PROMPT:
How many lines in the records below contain the string "cloud"? Reply with the number alone.

EXERCISE MATERIALS:

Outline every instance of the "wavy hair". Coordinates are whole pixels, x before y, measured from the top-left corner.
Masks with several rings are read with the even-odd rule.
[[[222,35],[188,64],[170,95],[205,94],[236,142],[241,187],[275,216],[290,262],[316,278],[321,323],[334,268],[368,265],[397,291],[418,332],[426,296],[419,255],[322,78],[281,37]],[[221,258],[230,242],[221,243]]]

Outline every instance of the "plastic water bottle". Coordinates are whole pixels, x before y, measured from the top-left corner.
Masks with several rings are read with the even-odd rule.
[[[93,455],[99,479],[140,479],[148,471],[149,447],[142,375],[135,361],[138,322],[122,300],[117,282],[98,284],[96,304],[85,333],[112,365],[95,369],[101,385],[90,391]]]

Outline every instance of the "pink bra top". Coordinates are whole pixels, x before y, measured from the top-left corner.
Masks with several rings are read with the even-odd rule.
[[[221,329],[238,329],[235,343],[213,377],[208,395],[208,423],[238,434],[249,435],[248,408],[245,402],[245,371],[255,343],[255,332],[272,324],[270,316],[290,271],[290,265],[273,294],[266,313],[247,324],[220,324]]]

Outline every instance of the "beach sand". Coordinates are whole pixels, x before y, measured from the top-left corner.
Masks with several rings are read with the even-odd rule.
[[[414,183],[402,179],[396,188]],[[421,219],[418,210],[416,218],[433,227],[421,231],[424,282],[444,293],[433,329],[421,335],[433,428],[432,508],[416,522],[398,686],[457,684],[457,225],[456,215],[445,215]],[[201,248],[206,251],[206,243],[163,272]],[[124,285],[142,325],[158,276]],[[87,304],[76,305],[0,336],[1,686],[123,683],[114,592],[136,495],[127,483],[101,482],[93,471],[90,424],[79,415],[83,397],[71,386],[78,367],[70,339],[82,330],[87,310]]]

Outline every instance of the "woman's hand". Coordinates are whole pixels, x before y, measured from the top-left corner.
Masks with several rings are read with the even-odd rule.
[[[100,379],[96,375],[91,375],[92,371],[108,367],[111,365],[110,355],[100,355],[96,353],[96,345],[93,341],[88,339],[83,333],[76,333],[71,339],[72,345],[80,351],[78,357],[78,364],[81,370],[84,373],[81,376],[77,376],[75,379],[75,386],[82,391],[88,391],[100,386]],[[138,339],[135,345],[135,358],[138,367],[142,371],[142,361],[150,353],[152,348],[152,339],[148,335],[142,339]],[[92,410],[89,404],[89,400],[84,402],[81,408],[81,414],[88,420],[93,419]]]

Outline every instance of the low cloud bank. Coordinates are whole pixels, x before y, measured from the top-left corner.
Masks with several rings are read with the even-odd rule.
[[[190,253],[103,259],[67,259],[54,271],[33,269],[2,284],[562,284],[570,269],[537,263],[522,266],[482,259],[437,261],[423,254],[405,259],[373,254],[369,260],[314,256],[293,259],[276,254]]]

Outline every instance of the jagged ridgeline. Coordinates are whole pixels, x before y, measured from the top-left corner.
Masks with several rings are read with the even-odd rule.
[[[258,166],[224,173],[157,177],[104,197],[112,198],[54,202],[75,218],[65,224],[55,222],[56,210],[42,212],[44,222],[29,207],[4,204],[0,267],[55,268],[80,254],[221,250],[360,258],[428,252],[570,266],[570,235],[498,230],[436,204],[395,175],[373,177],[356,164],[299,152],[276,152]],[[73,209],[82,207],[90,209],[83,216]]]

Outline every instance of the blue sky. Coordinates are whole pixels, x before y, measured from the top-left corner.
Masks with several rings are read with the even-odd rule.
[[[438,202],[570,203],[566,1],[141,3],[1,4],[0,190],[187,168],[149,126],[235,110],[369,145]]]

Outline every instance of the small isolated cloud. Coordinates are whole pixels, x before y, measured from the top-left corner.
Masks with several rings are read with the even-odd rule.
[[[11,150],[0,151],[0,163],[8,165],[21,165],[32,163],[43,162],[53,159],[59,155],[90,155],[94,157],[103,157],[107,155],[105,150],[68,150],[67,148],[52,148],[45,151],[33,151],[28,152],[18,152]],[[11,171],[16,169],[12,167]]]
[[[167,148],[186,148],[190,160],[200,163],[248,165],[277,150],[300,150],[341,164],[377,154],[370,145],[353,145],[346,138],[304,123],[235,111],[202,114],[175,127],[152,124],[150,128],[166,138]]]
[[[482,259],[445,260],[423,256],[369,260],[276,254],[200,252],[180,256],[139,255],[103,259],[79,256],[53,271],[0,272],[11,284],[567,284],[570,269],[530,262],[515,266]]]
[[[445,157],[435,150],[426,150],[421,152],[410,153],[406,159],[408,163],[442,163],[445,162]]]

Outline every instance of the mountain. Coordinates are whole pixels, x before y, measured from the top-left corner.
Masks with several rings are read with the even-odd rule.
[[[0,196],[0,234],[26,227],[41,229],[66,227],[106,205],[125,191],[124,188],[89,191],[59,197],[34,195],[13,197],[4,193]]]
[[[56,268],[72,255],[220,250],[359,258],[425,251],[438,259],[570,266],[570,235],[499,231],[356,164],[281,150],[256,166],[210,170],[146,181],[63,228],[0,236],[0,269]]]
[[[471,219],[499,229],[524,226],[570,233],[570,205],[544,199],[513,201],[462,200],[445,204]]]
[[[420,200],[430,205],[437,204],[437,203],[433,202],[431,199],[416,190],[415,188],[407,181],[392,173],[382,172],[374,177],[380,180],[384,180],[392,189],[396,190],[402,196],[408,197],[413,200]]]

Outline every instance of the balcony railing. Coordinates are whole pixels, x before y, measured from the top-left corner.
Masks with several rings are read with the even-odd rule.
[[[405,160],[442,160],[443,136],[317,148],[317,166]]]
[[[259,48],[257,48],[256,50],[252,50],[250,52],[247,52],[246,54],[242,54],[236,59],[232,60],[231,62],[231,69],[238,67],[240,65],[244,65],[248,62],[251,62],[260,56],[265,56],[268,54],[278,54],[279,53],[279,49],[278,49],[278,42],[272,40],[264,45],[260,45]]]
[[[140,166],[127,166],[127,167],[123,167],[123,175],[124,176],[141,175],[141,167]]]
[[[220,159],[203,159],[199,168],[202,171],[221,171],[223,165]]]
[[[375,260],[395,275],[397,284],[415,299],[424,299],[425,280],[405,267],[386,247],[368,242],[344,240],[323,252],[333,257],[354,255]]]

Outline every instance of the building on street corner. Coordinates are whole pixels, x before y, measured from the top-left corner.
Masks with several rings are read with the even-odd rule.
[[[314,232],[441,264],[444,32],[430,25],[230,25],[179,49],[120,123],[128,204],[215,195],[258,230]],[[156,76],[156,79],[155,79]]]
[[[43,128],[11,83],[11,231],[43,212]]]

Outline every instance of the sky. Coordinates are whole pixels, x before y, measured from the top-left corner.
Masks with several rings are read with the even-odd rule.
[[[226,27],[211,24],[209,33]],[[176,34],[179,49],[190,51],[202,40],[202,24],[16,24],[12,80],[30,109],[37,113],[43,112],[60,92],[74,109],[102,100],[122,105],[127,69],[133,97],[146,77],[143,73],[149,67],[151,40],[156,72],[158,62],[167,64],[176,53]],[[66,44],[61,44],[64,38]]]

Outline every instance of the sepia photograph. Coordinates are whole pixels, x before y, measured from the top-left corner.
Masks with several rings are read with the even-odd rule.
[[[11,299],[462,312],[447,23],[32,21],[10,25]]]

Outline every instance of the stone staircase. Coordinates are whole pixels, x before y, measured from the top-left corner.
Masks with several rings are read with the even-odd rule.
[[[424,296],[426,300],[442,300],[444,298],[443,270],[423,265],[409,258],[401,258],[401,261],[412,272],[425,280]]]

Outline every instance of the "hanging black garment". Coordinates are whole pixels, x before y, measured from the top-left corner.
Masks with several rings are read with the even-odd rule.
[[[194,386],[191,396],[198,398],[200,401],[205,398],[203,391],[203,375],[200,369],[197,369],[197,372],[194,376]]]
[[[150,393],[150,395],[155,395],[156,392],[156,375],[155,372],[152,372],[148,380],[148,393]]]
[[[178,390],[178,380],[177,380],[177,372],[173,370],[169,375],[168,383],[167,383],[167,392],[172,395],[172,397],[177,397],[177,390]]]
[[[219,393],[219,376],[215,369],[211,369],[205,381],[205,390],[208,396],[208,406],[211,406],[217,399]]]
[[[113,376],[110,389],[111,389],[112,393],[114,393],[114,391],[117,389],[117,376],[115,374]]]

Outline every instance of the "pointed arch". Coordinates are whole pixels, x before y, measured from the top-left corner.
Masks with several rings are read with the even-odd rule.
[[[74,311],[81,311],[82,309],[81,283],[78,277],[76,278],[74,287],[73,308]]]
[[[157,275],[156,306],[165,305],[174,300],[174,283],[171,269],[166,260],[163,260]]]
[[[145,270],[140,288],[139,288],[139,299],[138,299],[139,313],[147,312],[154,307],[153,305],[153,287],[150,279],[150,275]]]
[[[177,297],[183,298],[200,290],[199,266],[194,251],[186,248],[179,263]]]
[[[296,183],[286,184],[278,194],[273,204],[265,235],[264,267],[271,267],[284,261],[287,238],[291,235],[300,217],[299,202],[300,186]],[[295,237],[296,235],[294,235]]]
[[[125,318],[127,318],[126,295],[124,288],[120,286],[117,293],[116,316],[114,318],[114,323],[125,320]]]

SOLVED PROBLEM:
2